* _Passage shown_

──────────

Throughout the proceedings the wife was left to seek to negotiate, although negotiation in reality would not appear to have ever occurred in any fulsome way, in light of the Response that was filed, which did not contra‑agitate against the wife’s Application. It simply sought dismissal of her claim as unreasonable. The husband did not seek any Order for property adjustment until the commencement of the trial. The wife, as I have started these reasons thus, did not have due process as regards the case that she was answering on the part of Mr Reilly.
In that environment the position that the position advanced by Mr Reilly that the matter could and should have been resolved must be approached with caution. Each attempt at resolution by Ms Reilly or her attorneys might be described as somewhat brisk and egregious, at least in its perception by Mr Reilly. Offers would be sent to Mr Reilly which commenced with the very precondition which he found unacceptable, distasteful, if not offensive – the sale of the home. It is abundantly clear that at no time was there any concession by Ms Reilly that the home might be retained by Mr Reilly in return for payment out to Ms Reilly nor any response by Mr Reilly to seek to raise any contra‑agitation or to put any counter‑proposal. Each offer was met with rejection or silence.
When the wife, through her attorneys, made an offer to list for sale and sell the home and divide the proceeds in a specific fashion, it was open to Mr Reilly to respond, rather than ignoring the proposal or simply rejecting it as unreasonable and offensive. Mr Reilly would have indicated that he had no difficulty with the figure, purely the mechanism, seeking to accept the offer but on the basis that he pay funds to the wife and retain the home. If Mr Reilly had done so both parties would now be better off and the matter might have resolved without hearing.
That simple response might have taken the matter somewhere towards that which the husband suggested could and should have occurred, namely, consensual resolution.
Overwhelmingly, there is, in the correspondence that has passed, voluminous as it is, a clear suggestion of a distinct lack of focus on end purpose if not a lack of desire to focus upon purpose. There is demonstrated by the correspondence an inability to communicate anything of substance or worth. A great deal of “sabre rattling” has occurred with respect to disclosure and discovery but for no real purpose and to no real end.
That is not to suggest that disclosure is not a significant obligation. It can and should be undertaken and when necessary enforced, in every case. That said, disclosure should not need to be enforced. Parties should come to the table willingly and provide disclosure in accordance with their common law and Federal Circuit Rules 2001 imposed obligation. That is what the Court’s Rules and an ample body of jurisprudence provides.[11]
[11] See, Black & Kellner [1992] FLC 92-287 and Weir & Weir [1993] FLC 92-338.

──────────

* _Aim_
Reproduce the part of the judgment excerpt above that starts at "In that environment" and ends at "rejection or silence.", word for word.

──────────

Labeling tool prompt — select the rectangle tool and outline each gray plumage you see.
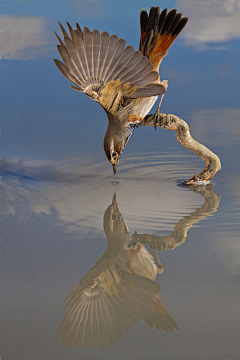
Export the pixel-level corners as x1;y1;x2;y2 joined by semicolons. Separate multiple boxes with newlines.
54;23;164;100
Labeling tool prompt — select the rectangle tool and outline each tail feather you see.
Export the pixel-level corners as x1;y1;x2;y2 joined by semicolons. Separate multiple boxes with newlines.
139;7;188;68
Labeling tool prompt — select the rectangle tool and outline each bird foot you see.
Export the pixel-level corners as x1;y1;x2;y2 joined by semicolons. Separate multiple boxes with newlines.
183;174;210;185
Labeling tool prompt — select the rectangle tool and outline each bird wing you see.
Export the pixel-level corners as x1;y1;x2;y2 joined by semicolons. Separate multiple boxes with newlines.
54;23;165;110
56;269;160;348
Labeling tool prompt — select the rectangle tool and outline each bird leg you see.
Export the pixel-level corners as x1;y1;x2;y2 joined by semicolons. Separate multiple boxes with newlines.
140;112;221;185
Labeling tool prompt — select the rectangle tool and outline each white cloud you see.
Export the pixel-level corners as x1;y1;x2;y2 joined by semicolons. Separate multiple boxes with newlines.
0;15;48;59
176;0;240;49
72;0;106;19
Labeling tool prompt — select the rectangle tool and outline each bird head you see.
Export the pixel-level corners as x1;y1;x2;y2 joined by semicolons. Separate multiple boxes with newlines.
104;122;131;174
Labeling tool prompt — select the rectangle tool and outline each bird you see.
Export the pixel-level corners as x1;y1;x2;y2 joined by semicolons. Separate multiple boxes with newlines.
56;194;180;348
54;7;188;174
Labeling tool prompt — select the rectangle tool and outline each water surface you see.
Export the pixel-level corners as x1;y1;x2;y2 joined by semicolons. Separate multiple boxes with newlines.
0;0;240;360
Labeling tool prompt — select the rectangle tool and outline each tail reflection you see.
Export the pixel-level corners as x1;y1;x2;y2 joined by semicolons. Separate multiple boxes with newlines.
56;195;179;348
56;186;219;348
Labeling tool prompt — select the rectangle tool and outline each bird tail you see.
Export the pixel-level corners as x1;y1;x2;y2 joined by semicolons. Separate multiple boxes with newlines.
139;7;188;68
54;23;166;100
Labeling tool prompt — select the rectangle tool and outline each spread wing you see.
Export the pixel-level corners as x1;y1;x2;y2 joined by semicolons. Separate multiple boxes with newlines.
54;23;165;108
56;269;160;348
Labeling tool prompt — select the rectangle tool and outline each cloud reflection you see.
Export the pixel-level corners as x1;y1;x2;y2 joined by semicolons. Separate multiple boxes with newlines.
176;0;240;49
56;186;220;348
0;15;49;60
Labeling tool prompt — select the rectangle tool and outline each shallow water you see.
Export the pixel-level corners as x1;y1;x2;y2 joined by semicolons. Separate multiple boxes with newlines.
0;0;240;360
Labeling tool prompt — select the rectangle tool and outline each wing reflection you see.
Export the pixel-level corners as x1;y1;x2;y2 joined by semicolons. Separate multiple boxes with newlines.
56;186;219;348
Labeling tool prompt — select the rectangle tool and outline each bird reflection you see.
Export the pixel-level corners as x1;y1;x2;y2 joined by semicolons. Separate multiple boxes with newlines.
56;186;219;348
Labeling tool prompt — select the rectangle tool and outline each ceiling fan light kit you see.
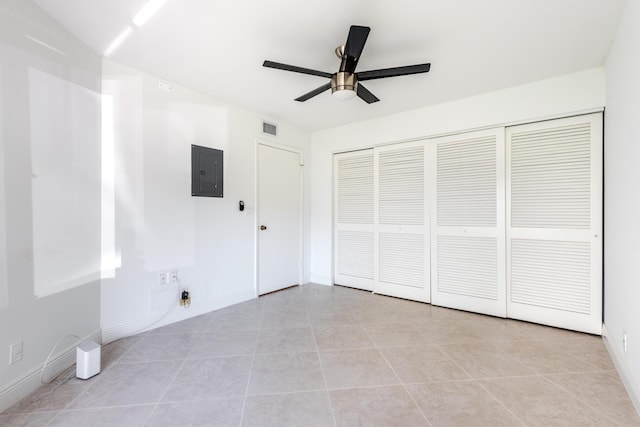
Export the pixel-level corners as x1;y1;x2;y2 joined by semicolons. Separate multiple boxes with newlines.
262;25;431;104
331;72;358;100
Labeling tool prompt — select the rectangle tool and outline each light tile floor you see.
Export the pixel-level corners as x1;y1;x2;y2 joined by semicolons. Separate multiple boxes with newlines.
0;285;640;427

──────────

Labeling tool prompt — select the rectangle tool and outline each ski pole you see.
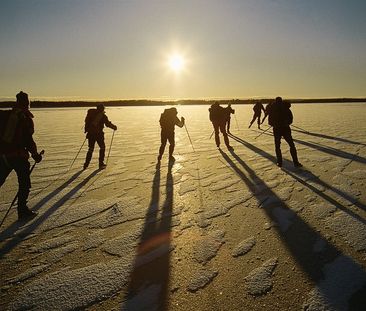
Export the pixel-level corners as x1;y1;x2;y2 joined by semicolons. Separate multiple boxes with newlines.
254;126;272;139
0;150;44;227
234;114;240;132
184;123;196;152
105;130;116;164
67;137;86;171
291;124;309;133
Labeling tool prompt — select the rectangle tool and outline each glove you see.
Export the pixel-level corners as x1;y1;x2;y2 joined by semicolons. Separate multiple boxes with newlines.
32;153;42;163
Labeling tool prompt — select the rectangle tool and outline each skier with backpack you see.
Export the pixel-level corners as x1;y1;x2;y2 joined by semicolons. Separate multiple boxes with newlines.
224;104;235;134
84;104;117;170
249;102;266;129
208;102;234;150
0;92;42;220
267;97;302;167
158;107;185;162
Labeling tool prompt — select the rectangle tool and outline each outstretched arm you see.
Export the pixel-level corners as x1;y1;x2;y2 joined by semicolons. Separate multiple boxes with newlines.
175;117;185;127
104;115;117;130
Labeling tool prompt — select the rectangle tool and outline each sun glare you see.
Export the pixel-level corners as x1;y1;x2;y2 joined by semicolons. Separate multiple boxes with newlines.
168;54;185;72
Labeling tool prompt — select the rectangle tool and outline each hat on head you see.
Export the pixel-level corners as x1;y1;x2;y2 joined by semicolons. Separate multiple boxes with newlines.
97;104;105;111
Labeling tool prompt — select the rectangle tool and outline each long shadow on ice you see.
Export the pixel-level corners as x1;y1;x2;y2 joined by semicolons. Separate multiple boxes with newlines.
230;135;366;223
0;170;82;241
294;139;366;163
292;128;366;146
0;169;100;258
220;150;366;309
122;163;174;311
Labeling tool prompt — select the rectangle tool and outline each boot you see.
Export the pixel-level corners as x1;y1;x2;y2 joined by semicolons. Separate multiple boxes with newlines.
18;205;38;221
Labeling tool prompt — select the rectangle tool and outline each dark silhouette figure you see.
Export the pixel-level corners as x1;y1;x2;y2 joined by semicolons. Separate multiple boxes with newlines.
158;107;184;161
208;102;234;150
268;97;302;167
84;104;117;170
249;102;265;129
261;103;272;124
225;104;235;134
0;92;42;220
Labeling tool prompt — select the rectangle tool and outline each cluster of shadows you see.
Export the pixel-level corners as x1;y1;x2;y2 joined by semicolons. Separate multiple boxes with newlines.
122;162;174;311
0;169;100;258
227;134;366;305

──────────

* _The output_
In that environment the position that the position advanced by Mr Reilly that the matter could and should have been resolved must be approached with caution. Each attempt at resolution by Ms Reilly or her attorneys might be described as somewhat brisk and egregious, at least in its perception by Mr Reilly. Offers would be sent to Mr Reilly which commenced with the very precondition which he found unacceptable, distasteful, if not offensive – the sale of the home. It is abundantly clear that at no time was there any concession by Ms Reilly that the home might be retained by Mr Reilly in return for payment out to Ms Reilly nor any response by Mr Reilly to seek to raise any contra‑agitation or to put any counter‑proposal. Each offer was met with rejection or silence.